Since only part of the material below is wanted, output exactly the lines from the one with "Category: rear tire" up to and including the one with "Category: green shrub".

* _SUPPLIED INFORMATION_
========================

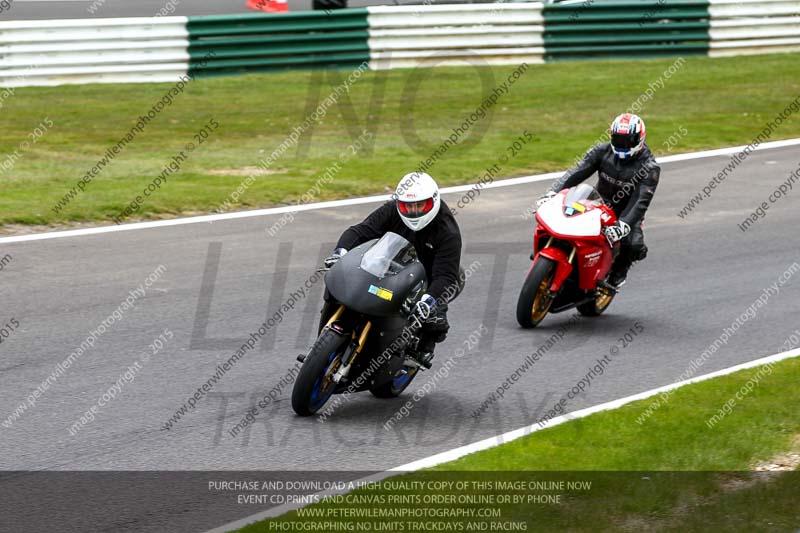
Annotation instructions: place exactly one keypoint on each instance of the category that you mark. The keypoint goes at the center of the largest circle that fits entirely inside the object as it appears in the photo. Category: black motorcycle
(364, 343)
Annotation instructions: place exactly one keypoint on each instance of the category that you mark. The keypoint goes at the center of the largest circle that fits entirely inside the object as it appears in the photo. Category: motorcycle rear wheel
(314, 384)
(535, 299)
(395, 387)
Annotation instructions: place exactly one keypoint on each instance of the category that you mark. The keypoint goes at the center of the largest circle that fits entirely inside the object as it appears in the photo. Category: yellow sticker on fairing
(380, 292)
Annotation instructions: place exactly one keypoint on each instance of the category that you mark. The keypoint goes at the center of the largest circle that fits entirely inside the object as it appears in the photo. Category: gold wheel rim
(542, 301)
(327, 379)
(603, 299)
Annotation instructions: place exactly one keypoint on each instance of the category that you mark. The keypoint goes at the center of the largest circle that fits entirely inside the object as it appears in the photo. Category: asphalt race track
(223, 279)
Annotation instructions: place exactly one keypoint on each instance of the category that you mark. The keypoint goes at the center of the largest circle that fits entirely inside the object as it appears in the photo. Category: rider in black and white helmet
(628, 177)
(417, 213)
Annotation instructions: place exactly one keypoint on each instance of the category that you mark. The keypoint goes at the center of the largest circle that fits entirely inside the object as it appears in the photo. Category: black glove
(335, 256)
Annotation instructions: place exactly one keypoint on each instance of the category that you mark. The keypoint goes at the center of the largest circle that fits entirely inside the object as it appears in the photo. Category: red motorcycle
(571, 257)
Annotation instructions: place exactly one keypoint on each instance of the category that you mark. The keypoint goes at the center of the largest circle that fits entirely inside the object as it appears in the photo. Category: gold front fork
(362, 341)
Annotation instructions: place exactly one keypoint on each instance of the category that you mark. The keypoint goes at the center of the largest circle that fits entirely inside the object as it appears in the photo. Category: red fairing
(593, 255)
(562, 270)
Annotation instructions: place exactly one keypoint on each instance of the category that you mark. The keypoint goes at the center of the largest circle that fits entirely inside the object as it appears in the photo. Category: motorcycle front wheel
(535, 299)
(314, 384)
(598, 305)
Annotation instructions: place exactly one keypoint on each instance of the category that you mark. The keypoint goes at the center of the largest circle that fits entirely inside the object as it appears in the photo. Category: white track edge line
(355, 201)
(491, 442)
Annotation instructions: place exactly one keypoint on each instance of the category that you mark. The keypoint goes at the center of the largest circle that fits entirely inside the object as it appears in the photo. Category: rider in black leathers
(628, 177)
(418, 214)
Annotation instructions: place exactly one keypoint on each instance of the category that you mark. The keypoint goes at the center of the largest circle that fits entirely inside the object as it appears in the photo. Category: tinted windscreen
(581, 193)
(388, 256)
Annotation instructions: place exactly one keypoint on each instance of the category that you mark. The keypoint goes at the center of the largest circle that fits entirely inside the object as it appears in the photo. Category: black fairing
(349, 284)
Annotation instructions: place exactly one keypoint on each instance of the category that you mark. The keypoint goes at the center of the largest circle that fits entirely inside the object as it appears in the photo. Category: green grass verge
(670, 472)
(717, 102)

========================

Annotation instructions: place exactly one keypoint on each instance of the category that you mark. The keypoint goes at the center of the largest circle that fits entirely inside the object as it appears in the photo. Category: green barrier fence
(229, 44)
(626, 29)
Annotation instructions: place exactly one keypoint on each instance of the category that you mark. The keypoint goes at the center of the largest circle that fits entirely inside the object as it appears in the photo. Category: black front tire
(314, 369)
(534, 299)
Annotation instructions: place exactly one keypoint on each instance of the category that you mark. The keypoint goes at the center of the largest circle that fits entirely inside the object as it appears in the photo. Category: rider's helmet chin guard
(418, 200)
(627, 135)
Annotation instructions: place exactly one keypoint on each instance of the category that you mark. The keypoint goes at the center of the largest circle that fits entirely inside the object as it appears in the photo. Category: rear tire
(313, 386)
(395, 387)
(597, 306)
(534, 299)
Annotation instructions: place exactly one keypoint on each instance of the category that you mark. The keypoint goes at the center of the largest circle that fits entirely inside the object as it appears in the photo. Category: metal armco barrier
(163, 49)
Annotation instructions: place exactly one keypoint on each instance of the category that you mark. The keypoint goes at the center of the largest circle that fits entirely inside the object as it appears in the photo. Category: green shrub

========================

* _ANSWER SPACE_
Annotation instructions: place exactly one keypoint on each instance of the category that you mark. The keypoint goes at the center of the largest circle that fits entirely inside the object as it appears in the photo. Category: rear tire
(313, 386)
(395, 387)
(597, 306)
(534, 299)
Annotation instructions: place exactly one keypoint on each instance of the category that you mark. The keypoint goes at the center of the largest circle that fits entirely inside the object as it appears in the photo. Category: metal armco barrier
(163, 49)
Annotation instructions: place exactly one keypoint on each instance of the category that you mark. The keypoint goes at the center of the largest circle that fits entirely inside the object as it appears in the photo. Category: green shrub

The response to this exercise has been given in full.